L’apparizione di Beatrice velata

Da lei Dante è duramente accusato di traviamento dalla retta via

 Già nel canto XXIX la processione che si snodava al di là del fiume Letè (si veda al proposito il mio La più grande e ricca allegoria della Divina Commedia in questa stessa rubrica della Via Pulchritudinis) si era fermata con il Carro simboleggiante la Chiesa dirimpetto a Dante. Ora, all’inizio del canto XXX, i ventiquattro seniori rappresentanti i libri dell’Antico Testamento, si volgono al Carro e uno di loro grida tre volte e tutti gli altri dopo di lui “Veni, sponsa, de Libano”. Il riferimento è al Cantico dei Cantici (IV,8) dove, nell’esegesi cattolica, la Sponsa  è di solito interpretata come la Chiesa, ma qui non può esserlo, visto che la Chiesa è simboleggiata dal Carro. Quindi l’invocazione è certamente rivolta a Beatrice che sta sul Carro e rappresenta la teologia o scienza divina.

    A questo punto si levano in volo cento angeli gettando fiori, salutando la sposa con le parole  con cui lo stesso Cristo fu salutato alla sua entrata in Gerusalemme (“Benedictus qui venit in nomine Domini” e dicendo Manibus, oh, date lilia plenis, cioè “ Lanciate gigli (fiori) a piene mani”. La citazione è dall’Eneide (VI, 883), dove Anchise, di fronte al fiume Lete nell’Ade pagano, alla vista dell’ombra destinata a reincarnarsi in Marcello, nipote dell’Imperatore Ottaviano Augusto, morto in giovane età, pronuncia questa frase. Il Bosco non esclude che il verso Virgiliano sia l’estremo, accorato omaggio al poeta latino di cui è imminente la sparizione dalla scena.

   Così, dentro una nuvola di fiori, appare una donna vestita di un abito rosso sotto un verde mantello con il capo cinto di ulivo e coperta di un candido velo. I tre colori sono quelli delle tre virtù teologali: bianca è la Fede, verde è la Speranza, rossa è la Carità. La ghirlanda di ulivo sopra il capo può essere simbolo della sapienza, visto che l’accostamento ulivo – sapienza non è solo classico, ma, come ha sottolineato il Renaudet, anche biblico. A questo punto Dante, per una “occulta virtù che da lei mosse”, sente la gran potenza dell’antico amore. Ormai il poeta è certo che dietro il velo si cela Beatrice e si sente smarrito e confuso. Si volge allora a Virgilio per comunicargli la forte emozione che prova. Ma Virgilio, il “dolcissimo patre” che l’aveva condotto fin lì è scomparso e Dante si mette a piangere.

   Subentra allora Beatrice che dal Carro, chiamandolo per nome, lo invita a non piangere per la sparizione di Virgilio, ma per motivi ben più gravi. Ella si manifesta in modo esplicito: “Ben son, ben son Beatrice” e poi gli fa una domanda: “Come degnasti di accedere al monte?” Di questo verso sono state date due interpretazioni. La prima intende: ‘Come hai potuto ritenerti degno o capace di salire al monte del Paradiso terrestre’? L’altra dà a ‘degnasti’ un senso ironico, quasi che Beatrice dicesse: ‘ti sei finalmente degnato di pentirti e di giungere fin qui’? Cert’è che in un contesto di severità risulta arduo attribuire un significato ironico alle parole di Beatrice. Così pare al Bosco ed io concordo. Dante comunque decide di guardare il suo volto nelle limpide acque del Letè, ma, vedendosi in esso, si tira indietro, tanta è la vergogna che lo coglie.

(Voci archiviate)
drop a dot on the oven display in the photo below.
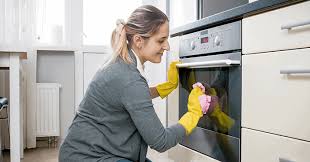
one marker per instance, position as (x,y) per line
(204,40)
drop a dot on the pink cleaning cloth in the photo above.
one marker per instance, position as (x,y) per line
(205,102)
(198,84)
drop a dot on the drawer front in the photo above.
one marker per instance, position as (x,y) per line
(183,154)
(263,147)
(274,102)
(261,33)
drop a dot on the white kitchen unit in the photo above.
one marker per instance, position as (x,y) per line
(276,85)
(281,29)
(12,60)
(257,146)
(274,101)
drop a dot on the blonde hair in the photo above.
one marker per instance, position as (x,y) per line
(145,21)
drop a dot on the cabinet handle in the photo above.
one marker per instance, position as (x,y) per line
(215,63)
(294,25)
(285,160)
(300,71)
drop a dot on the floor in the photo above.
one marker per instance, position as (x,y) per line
(43,153)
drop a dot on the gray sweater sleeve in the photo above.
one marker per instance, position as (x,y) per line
(137,100)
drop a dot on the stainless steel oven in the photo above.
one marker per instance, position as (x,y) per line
(213,57)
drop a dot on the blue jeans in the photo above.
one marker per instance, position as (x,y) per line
(147,160)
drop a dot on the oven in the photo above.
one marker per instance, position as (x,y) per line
(213,57)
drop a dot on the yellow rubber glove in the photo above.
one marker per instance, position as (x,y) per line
(190,119)
(173,80)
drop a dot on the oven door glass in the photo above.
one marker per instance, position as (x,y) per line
(218,131)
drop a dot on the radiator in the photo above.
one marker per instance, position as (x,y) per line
(47,111)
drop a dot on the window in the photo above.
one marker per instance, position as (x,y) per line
(99,19)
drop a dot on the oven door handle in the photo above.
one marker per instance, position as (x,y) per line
(216,63)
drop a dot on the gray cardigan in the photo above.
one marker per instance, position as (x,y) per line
(116,119)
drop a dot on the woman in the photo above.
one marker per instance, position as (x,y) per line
(116,120)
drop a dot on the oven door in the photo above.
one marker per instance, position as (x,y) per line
(218,132)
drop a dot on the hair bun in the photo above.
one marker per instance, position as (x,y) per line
(120,21)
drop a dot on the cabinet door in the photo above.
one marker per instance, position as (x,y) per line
(261,33)
(263,147)
(275,102)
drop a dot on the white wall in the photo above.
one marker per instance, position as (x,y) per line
(58,67)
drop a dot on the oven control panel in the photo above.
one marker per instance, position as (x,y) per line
(222,38)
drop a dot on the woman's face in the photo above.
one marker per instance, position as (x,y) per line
(153,48)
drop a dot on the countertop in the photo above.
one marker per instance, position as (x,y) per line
(232,15)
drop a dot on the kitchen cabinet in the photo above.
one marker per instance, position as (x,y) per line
(276,85)
(270,31)
(274,101)
(257,146)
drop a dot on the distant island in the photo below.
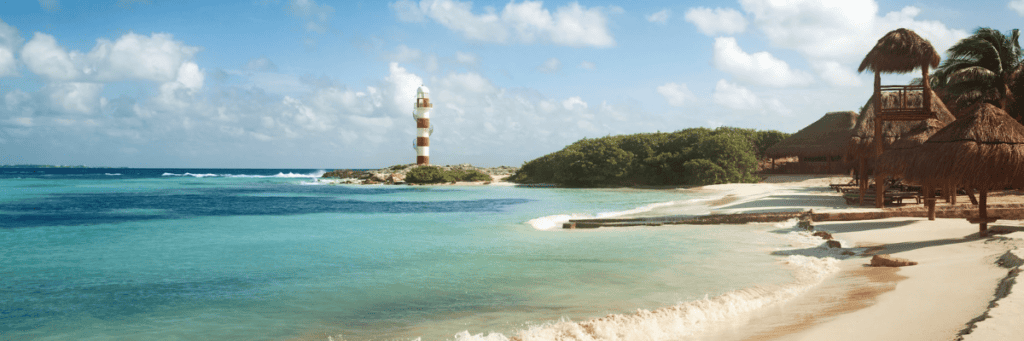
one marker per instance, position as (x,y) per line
(55,166)
(414,174)
(689,157)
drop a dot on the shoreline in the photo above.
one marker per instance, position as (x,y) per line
(961,289)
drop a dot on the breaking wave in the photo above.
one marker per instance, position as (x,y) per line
(680,321)
(315,174)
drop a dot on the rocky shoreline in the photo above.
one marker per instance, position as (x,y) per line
(396,174)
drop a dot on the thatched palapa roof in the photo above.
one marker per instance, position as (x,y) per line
(902,153)
(863,133)
(983,151)
(826,136)
(900,51)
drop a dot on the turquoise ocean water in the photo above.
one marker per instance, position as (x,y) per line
(186,254)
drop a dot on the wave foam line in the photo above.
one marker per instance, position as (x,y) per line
(552,221)
(684,320)
(315,174)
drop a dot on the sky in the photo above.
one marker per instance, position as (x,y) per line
(331,84)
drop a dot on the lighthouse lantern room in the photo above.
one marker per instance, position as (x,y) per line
(423,128)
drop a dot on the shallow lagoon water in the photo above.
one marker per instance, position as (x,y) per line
(262,254)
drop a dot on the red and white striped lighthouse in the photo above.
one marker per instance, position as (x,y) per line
(423,128)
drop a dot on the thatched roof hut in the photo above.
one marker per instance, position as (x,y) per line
(863,133)
(825,137)
(899,51)
(901,154)
(984,150)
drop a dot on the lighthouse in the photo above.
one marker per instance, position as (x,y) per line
(423,128)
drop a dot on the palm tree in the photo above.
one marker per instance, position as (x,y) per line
(986,67)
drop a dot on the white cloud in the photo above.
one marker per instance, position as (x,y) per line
(45,57)
(75,97)
(734,96)
(718,20)
(573,102)
(527,22)
(550,67)
(260,65)
(402,86)
(760,68)
(9,42)
(189,76)
(49,5)
(465,57)
(157,57)
(676,94)
(660,16)
(839,31)
(1017,5)
(836,74)
(315,15)
(404,54)
(740,98)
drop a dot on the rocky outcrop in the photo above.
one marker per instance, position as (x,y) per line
(345,174)
(396,174)
(823,235)
(887,260)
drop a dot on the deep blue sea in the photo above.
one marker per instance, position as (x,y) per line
(272,254)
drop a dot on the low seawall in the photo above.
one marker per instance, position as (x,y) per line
(1008,211)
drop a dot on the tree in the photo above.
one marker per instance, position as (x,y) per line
(985,67)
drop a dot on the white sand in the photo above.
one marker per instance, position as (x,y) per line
(955,280)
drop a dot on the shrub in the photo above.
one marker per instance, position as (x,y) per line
(427,174)
(701,172)
(695,156)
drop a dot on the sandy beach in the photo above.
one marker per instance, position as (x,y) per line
(962,288)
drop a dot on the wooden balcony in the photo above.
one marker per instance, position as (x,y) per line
(904,102)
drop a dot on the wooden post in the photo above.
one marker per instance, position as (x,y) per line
(880,183)
(983,213)
(863,179)
(930,201)
(927,96)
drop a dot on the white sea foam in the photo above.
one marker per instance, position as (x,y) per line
(680,321)
(315,174)
(811,260)
(553,221)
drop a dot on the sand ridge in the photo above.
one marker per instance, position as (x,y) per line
(944,296)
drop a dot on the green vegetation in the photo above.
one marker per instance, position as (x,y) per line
(431,174)
(985,67)
(696,156)
(52,166)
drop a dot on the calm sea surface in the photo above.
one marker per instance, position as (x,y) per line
(270,254)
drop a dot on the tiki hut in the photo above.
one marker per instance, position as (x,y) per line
(983,151)
(900,155)
(861,140)
(899,51)
(826,137)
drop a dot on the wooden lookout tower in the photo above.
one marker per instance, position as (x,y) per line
(899,51)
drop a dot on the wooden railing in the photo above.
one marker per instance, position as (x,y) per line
(902,105)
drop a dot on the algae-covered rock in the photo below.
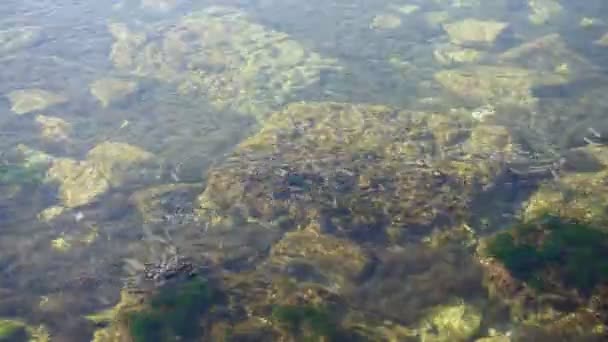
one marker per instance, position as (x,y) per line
(307,255)
(446,323)
(53,128)
(14,39)
(407,282)
(349,169)
(29,100)
(108,164)
(48,214)
(111,90)
(548,53)
(580,192)
(81,182)
(541,11)
(551,253)
(474,31)
(164,202)
(385,22)
(452,54)
(12,330)
(119,162)
(497,85)
(222,54)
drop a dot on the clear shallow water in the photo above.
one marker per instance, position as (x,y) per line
(350,154)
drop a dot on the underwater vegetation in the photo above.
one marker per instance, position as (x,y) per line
(311,322)
(19,174)
(173,313)
(552,251)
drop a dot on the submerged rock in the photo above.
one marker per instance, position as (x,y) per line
(410,281)
(353,170)
(222,54)
(548,53)
(307,255)
(16,330)
(120,162)
(474,31)
(446,323)
(541,11)
(53,128)
(15,39)
(385,22)
(81,182)
(29,100)
(111,90)
(452,54)
(497,85)
(108,164)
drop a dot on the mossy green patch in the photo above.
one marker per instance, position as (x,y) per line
(310,322)
(173,313)
(554,252)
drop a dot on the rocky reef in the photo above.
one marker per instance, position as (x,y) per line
(363,172)
(221,54)
(28,100)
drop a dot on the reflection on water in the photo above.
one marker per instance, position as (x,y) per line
(309,171)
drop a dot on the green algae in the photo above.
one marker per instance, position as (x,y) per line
(173,313)
(312,321)
(553,252)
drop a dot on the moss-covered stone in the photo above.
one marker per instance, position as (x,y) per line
(170,313)
(548,53)
(112,90)
(80,181)
(353,170)
(107,164)
(28,100)
(474,31)
(308,323)
(307,255)
(454,322)
(157,204)
(53,128)
(451,54)
(551,253)
(408,282)
(580,192)
(496,85)
(541,11)
(221,54)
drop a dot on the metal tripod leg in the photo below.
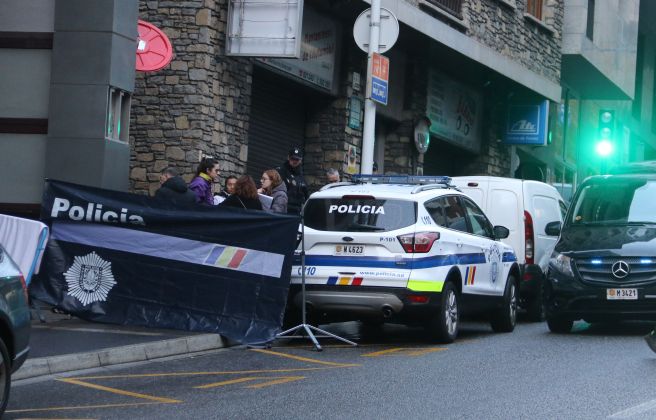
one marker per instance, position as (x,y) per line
(304,326)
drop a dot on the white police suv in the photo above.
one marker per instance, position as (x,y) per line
(408,249)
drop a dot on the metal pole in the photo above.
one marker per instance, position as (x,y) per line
(369,132)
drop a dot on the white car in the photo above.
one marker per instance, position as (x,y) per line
(408,249)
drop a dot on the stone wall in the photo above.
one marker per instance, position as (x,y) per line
(507,30)
(198,105)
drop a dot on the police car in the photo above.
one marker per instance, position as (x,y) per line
(407,249)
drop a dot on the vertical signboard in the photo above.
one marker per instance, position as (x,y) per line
(527,124)
(454,111)
(378,89)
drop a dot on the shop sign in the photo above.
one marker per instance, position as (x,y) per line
(317,64)
(454,111)
(527,124)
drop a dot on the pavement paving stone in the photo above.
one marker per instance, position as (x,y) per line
(64,343)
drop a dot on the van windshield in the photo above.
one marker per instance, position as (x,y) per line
(616,202)
(359,214)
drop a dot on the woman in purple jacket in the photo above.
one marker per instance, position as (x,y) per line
(201,185)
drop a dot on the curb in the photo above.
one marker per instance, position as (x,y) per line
(43,366)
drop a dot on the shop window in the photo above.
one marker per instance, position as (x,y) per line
(534,8)
(118,115)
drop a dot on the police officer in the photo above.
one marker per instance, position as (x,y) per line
(291,173)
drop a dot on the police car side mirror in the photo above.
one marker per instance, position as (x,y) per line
(552,228)
(501,232)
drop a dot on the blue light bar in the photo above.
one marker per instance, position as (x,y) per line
(401,179)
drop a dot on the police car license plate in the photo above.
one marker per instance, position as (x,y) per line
(349,249)
(622,294)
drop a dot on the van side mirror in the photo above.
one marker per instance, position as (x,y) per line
(501,232)
(552,228)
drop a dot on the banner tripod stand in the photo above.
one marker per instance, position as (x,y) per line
(304,328)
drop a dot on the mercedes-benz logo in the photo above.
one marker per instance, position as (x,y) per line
(620,269)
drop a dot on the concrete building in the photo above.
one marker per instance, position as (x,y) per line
(66,73)
(458,63)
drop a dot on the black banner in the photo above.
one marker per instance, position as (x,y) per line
(129,259)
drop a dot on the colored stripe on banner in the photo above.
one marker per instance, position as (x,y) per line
(170,247)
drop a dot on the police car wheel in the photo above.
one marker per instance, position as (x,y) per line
(505,317)
(443,327)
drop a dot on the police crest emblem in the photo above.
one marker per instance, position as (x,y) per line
(90,279)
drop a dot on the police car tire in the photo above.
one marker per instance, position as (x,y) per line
(559,325)
(504,318)
(438,326)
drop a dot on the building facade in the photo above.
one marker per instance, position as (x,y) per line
(457,64)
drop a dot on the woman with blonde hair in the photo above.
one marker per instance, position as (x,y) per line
(273,186)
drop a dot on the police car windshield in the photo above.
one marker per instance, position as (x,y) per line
(359,214)
(623,202)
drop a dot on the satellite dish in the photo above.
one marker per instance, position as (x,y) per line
(389,30)
(154,50)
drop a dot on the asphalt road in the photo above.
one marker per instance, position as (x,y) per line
(598,371)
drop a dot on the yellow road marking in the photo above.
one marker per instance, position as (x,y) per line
(228,382)
(118,391)
(383,352)
(305,359)
(174,374)
(405,351)
(79,407)
(274,380)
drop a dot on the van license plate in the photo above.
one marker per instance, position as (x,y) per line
(622,294)
(349,249)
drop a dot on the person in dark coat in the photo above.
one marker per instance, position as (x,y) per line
(173,188)
(291,173)
(245,195)
(201,185)
(273,186)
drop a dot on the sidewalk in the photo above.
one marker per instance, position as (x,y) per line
(65,343)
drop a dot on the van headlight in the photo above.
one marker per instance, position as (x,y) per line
(562,263)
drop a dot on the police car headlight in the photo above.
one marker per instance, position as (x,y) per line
(562,263)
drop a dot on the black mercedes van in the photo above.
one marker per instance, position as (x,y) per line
(603,267)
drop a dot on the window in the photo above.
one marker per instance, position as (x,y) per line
(118,115)
(455,214)
(436,210)
(479,223)
(534,8)
(589,26)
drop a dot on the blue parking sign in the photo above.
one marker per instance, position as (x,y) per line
(379,90)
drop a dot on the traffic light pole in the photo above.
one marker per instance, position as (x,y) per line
(369,132)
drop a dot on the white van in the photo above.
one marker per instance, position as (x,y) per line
(525,208)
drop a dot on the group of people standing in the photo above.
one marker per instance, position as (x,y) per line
(284,186)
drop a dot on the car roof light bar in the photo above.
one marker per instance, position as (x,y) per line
(402,179)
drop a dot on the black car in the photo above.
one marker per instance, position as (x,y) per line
(604,264)
(14,323)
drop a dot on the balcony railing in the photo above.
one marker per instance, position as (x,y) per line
(452,7)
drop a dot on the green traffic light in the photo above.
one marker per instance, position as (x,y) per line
(604,148)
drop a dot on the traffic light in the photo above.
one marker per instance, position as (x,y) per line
(606,132)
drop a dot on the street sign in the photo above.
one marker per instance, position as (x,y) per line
(389,30)
(377,90)
(154,50)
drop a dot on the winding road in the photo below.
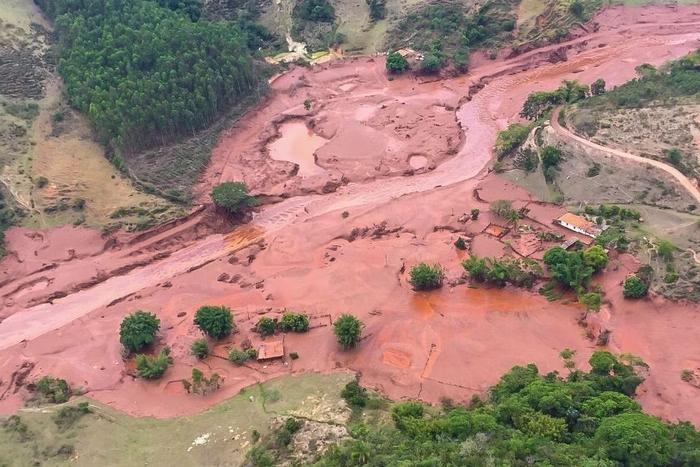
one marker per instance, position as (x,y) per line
(669,169)
(481,118)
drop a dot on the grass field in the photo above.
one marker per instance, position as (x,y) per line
(219,436)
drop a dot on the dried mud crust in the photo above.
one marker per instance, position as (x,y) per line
(417,345)
(373,127)
(22,62)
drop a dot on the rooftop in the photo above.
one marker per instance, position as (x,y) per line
(270,349)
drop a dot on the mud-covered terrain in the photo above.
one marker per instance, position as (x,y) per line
(75,286)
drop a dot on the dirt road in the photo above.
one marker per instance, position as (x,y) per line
(669,169)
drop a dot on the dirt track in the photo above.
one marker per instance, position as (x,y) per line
(682,179)
(449,343)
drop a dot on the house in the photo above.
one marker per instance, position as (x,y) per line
(270,349)
(578,224)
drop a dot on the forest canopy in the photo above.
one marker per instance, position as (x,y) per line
(148,73)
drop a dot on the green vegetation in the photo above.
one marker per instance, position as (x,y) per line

▶ Compiti da svolgere
a: Trascrivi dal brano su Beatrice la parte che comincia con "A questo punto si" e prosegue fino a "sparizione dalla scena.".
b: Rispondi a queste domande in base al brano su Beatrice:
(i) Quante volte uno dei seniori grida "Veni, sponsa, de Libano"?
(ii) A quale virtù teologale corrisponde il colore verde?
(iii) Con quali parole Beatrice si manifesta in modo esplicito?
I dati non hanno alcun legame con il brano su Beatrice.

▶ Risposte ai compiti
a:
A questo punto si levano in volo cento angeli gettando fiori, salutando la sposa con le parole  con cui lo stesso Cristo fu salutato alla sua entrata in Gerusalemme (“Benedictus qui venit in nomine Domini” e dicendo Manibus, oh, date lilia plenis, cioè “ Lanciate gigli (fiori) a piene mani”. La citazione è dall’Eneide (VI, 883), dove Anchise, di fronte al fiume Lete nell’Ade pagano, alla vista dell’ombra destinata a reincarnarsi in Marcello, nipote dell’Imperatore Ottaviano Augusto, morto in giovane età, pronuncia questa frase. Il Bosco non esclude che il verso Virgiliano sia l’estremo, accorato omaggio al poeta latino di cui è imminente la sparizione dalla scena.

b:
(i) Tre volte.
(ii) Alla Speranza.
(iii) "Ben son, ben son Beatrice".